Stored data
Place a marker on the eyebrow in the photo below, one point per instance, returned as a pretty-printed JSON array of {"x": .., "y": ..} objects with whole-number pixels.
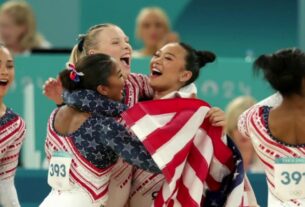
[{"x": 115, "y": 38}]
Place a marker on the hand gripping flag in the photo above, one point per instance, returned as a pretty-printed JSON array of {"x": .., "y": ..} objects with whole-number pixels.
[{"x": 197, "y": 164}]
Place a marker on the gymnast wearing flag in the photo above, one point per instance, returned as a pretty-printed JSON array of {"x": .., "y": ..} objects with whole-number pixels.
[
  {"x": 276, "y": 126},
  {"x": 201, "y": 167},
  {"x": 12, "y": 134},
  {"x": 111, "y": 40},
  {"x": 84, "y": 139}
]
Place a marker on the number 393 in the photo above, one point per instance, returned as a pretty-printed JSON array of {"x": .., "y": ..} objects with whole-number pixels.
[
  {"x": 57, "y": 170},
  {"x": 294, "y": 177}
]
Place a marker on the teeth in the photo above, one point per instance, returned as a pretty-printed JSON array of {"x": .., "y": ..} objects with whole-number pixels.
[{"x": 156, "y": 70}]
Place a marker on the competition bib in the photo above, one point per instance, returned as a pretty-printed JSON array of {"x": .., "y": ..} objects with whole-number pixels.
[
  {"x": 289, "y": 176},
  {"x": 59, "y": 168}
]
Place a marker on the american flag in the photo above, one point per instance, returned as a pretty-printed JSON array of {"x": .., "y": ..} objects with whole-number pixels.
[{"x": 200, "y": 167}]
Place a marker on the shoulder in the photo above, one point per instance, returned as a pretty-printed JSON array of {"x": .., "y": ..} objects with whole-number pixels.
[{"x": 9, "y": 117}]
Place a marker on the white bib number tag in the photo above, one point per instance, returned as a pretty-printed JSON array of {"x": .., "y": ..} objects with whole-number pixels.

*WHAT YOU SHOULD DO*:
Pictures stay out, and every line of the records is transcribed exactly.

*ANSWER BELOW*:
Place a marker on the eyebrow in the photo below, one point per instance, returned as a pretty-printed JSON array of {"x": .., "y": ..} objects with whole-number pixels.
[{"x": 115, "y": 38}]
Place a marker on the hand gripping flag in the photo above, one point per instance, returned as a pretty-printed JSON array of {"x": .., "y": ..} objects with whole-number pixels.
[{"x": 197, "y": 164}]
Place a marker on the gymnast wearing flag in the photo above, one point per instance, returned as a pretty-printed JSON array of {"x": .., "y": ..} objects with whole-number pixels.
[
  {"x": 276, "y": 126},
  {"x": 201, "y": 167},
  {"x": 12, "y": 134},
  {"x": 111, "y": 40},
  {"x": 84, "y": 139}
]
Place a marker on the number 393 in the photo above, one point per instance, returned as a pretty-printed JSON array of {"x": .., "y": ..} objects with whole-number pixels.
[
  {"x": 57, "y": 170},
  {"x": 294, "y": 177}
]
Place a marker on the teeth in the photo above, one point per instance, returned as a pretty-printed JSON array of {"x": .., "y": ..} objects with whole-number pixels.
[{"x": 156, "y": 70}]
Place a marker on the competition bib in the photo above, one point per instance, returned as a pretty-printed JSON array of {"x": .., "y": ..} objects with whole-number pixels.
[
  {"x": 289, "y": 176},
  {"x": 59, "y": 168}
]
Place a marker on the american flag in the photo above, one point per instance, returned as a pretty-printed JSON array of {"x": .., "y": ..} objects with whole-number pixels.
[{"x": 200, "y": 167}]
Place a marker on the shoulder in the photo above, one point per instance, returned as a pretty-printed JSON array of {"x": .., "y": ..} objects with whole-number pixels.
[{"x": 9, "y": 117}]
Place a marker on the white bib number tag in the photo above, one point per instance, returned as a pretty-printed JSON array of {"x": .., "y": ..} objects with whole-number pixels.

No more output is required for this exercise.